▶ [Extract]:

╔══

Using HTTP Content-Range headers to resume file uploads

Resumable file transfers are sometimes necessary in situations where a large amount of data must be sent over a network that experiences intermittent outages. This could be the case when a remote worker at a rural job site has tethered their laptop via a weak cellular signal and needs to upload a large file package back to home office. In many cases using an FTP server may not be an option due to corporate policy or perhaps you are building a service that must perform addiational processing at the ment that a file is completely transfered.

Utilizing content-range support of the HTTP protocol can solve the problem. A content-range header is a standard HTTP header that informs the receiver of our intention to provide only a part of a larger set of bytes. RFC 7233 contains the detail of how this header is expected to behave.

Content ranged transfers allow the client application to upload a large file in smaller chunks. To do so we need to ensure that the file that we are uploading will not be modified during the time that the transfer is occuring, this makes sense as we are effictively creating a promise to the receiver that we are uploading pieces of a whole, which when assembled on the receiving side can be pieced back together.

The client can also elect to send file chunks of anysize, this may be useful as a tuning parameter for the system, balancing between overall speed of transfer and resiliance against timeouts or network interruption.

╚══

▶ [Short exercise 1]:
Reproduce every row of the picture shape labeling items word for word, leaving out the pictures.
The article and the rows are unrelated to each other.

Picture shape labeling rows
╔══

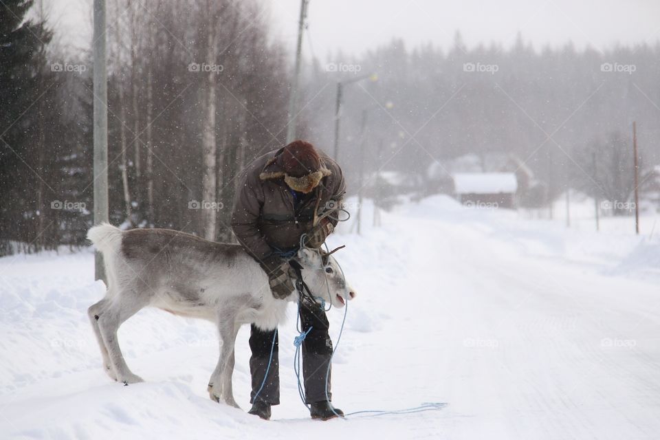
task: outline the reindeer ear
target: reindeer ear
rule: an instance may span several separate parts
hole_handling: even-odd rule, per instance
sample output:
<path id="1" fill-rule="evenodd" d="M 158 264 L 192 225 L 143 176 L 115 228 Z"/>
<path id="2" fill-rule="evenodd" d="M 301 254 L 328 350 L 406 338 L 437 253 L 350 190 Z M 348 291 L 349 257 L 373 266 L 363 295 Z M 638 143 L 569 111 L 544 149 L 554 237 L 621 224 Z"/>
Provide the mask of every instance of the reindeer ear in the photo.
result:
<path id="1" fill-rule="evenodd" d="M 309 263 L 309 251 L 305 249 L 305 248 L 301 248 L 298 251 L 298 260 L 302 263 Z"/>

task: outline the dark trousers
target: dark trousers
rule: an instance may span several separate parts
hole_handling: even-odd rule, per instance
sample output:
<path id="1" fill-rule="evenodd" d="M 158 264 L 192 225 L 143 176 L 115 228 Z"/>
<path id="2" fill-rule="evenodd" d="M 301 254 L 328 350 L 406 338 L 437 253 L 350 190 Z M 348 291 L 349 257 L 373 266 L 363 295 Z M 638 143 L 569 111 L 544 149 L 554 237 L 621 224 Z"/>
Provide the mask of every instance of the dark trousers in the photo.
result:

╚══

▶ [Short exercise 2]:
List every all-capital abbreviation that appears in the article on resuming uploads.

▶ [Written reply 1]:
task: outline the reindeer ear
target: reindeer ear
rule: an instance may span several separate parts
hole_handling: even-odd rule, per instance
sample output:
<path id="1" fill-rule="evenodd" d="M 158 264 L 192 225 L 143 176 L 115 228 Z"/>
<path id="2" fill-rule="evenodd" d="M 301 254 L 328 350 L 406 338 L 437 253 L 350 190 Z M 348 291 L 349 257 L 373 266 L 363 295 Z M 638 143 L 569 111 L 544 149 L 554 237 L 621 224 Z"/>
Provide the mask of every instance of the reindeer ear in the photo.
result:
<path id="1" fill-rule="evenodd" d="M 309 263 L 309 251 L 305 249 L 305 248 L 301 248 L 298 251 L 298 260 L 302 263 Z"/>

task: outline the dark trousers
target: dark trousers
rule: an instance may span several separate parts
hole_handling: even-odd rule, per instance
sample output:
<path id="1" fill-rule="evenodd" d="M 158 264 L 192 225 L 143 176 L 115 228 Z"/>
<path id="2" fill-rule="evenodd" d="M 301 254 L 328 350 L 406 338 L 437 253 L 350 190 Z M 348 291 L 349 257 L 373 266 L 363 295 Z M 638 143 L 569 111 L 544 149 L 554 237 L 621 224 Z"/>
Provide the mask of every instance of the dark trousers in the photo.
result:

▶ [Written reply 2]:
HTTP, FTP, RFC